- _Exercise details_:
Count the lines in the rows below that contain the word "required". Reply with only that number.

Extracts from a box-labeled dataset
╭──
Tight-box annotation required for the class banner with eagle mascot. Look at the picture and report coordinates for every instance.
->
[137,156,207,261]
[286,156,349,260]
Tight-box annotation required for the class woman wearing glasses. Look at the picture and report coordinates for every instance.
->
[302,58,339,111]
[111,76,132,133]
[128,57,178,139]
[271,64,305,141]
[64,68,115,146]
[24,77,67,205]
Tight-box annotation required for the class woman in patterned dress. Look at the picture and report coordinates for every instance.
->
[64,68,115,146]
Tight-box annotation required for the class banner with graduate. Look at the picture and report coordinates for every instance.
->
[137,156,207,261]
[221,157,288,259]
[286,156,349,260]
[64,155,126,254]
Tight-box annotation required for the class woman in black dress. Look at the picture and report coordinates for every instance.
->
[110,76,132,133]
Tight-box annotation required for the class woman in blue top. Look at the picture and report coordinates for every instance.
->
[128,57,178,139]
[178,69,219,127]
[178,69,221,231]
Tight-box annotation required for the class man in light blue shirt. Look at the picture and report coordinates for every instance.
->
╰──
- _Result for this exercise_:
7